* **ACTIONS TO TAKE**:
1 - According to the Nordic Aquafarms interview, how many sites did the company walk before settling on its final site in Maine?
2 - Carry on the Nordic Aquafarms interview from its last sentence.

In the first episode of the RAS Talk podcast, RAStech editor Mari-Len De Guzman was joined by Brian Vinci, director of The Conservation Fund Freshwater Institute, to investigate the challenges and lessons learned from Nordic Aquafarms’ RAS project.

Below is a snippet of their conversation with president Erik Heim about how the company is navigating through the issues and process of being a pioneer of this emerging RAS movement. The full 33-minute conversation can be found online at rastechmagazine.com/podcast.

RAS Talk: You’re the first mover to invest in Maine for your land-based farm in the U.S. Why is it that you chose this state over others in the United States?

Erik Heim: We spent a lot of time looking at the access to clean coldwater resources, both fresh and sea water. Another thing that Maine has going for it is a strong seafood heritage and a brand. It has a very nice brand position for seafood that companies can build on. Property access is good in Maine, although it’s not necessarily always easy to find appropriate or large enough properties near the ocean due to other types of development.

And what we discovered as we started exploring is really a strong political support for this kind of development on the local and state level. Regulatory processes is a really important piece of making these things work, and the addition of academic institutions in marine sciences in the state, which is an asset for anybody looking to come here.

So that’s really how we ended up on the final site, after walking probably 20 sites that we assessed to be technically strong. And it’s also a very nice community for staff to bring their families.

A digital rendering of Nordic Aquafarms’ planned RAS facility in Belfast, Maine

RAS Talk: Nordic Aquafarms has faced challenges on the public-facing side of this whole endeavour. What is the company’s strategy for winning public support and maybe even correcting a lot of misinformation that’s out there?

Heim: So, typically, what we do is we stage public meetings, we do newsletters, we always have an open-door policy in our offices where people come in and, like with many of our other projects, we have a community liaison working on all of these.

Many times, it’s very difficult to predict how those (social) dynamics play out. It’s very important to be sensitive to local issues and work through them. Sometimes these differences can be ideological and that’s when it becomes more challenging because (then) the facts don’t necessarily matter.

* **RAW DATA**:

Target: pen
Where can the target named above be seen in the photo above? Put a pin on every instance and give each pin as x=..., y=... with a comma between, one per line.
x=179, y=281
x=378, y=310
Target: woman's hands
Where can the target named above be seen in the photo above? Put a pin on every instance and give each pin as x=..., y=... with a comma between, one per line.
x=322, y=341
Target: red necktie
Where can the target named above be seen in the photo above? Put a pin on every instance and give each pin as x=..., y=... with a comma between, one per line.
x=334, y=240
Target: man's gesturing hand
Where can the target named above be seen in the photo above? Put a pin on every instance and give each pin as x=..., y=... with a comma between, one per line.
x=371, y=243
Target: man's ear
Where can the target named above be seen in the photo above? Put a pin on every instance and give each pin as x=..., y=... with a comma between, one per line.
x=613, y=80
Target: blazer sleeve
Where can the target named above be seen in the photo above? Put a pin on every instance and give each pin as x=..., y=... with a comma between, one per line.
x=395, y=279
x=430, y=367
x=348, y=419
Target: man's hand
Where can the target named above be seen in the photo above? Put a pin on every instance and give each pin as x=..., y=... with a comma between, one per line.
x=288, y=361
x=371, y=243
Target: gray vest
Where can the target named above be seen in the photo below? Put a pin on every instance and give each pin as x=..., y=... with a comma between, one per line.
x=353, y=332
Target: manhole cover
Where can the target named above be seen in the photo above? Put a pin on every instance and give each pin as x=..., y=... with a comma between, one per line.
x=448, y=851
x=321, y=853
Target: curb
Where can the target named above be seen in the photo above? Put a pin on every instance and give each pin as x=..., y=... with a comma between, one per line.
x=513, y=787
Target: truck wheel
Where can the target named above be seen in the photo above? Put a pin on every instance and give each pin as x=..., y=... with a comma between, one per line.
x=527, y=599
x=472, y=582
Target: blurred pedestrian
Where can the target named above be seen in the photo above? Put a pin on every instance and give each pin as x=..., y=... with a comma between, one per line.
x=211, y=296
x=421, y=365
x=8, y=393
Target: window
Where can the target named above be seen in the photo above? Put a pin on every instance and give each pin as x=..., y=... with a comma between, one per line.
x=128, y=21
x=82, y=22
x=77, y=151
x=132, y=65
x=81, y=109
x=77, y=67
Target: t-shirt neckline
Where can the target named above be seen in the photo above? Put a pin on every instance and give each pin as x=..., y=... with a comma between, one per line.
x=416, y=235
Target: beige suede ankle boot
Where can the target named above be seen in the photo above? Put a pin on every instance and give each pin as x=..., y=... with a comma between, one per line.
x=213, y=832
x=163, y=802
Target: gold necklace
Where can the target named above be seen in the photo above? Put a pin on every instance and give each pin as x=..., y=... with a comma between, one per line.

* **OUTPUTS FOR THE TASKS**:
1 - Probably 20 sites that it assessed to be technically strong.

2 -
Probably some of that we’ve seen in Maine, that nobody really in the State had predicted would emerge, but it did emerge for a number of reasons, ranging from opinions about how the authorities did re-zoning for the property and other issues.

I don’t know, in the end, what we could have done differently at this location, but the pre-emptive element of stakeholder work is extremely important. Also, being resilient in working your way through these things. That’s something that every project should have on their radar.

RAS Talk: Even with these opposing voices, there are many in the community that seem to support the project. Are you able to take advantage of these relationships?

Heim: We have a very good collaboration with scientific and environmental organizations in Maine, both the University of New England and the University of Maine. We work well with the Gulf of Maine Research Institute, the Conservation Law Foundation and we also have a good history with the Salmon Federation up here. So there’s a lot of enthusiasm and support for this in many places.

We also have a local NGO that was formed in support of aquaculture and facts. If you look at the community we’re in, it’s also a lot of families that are looking for a future where their kids will find good-paying jobs along the coastline of Maine.

RAS Talk: You mentioned how having experienced staff is critical from very early into the process and you have many very experienced aquaculturists on your team. How difficult is it to find and scale experienced staffing for Nordic Aqua?

Heim: I think the key strategy for companies in this segment is to successfully attract a core of experienced people and scale from that. And so far, I think we’ve done a decent job and we have more ahead of us.

What I generally find in the U.S. is very keen interest from institutions to have conversations about what kind of people we need to educate in the future. What we’ve been emphasizing a lot is integration of practical experience in the programs, so that they educate people who have a practical understanding when they become candidates for hire.

(Editor’s note: Since this interview, Nordic Aquafarms has reached some new milestones in its journey to build its RAS farm in Maine. Following are excerpts from a recent statement from the company.)

After extensive and thorough permit application processes Nordic Aquafarms reached some important milestones last week.

  • Findings of facts from Maine Bureau of Parks and Lands were issued on June 10, and Nordic is looking forward to the Submerged Land´s Lease being issued.
  • First Draft order (Minor Air Emissions Permit) from Maine Department of Environmental Protection was issued on Friday July 17, 2020, which will be followed by a 30-day public comment period.
  • On July 15, the City of Belfast Planning Board voted 5-0 that the Preliminary Site Plan, including supplemental information submitted by Nordic Aquafarms, satisfies the criteria identified in Section 90-42, moving closer to a final decision on permit applications.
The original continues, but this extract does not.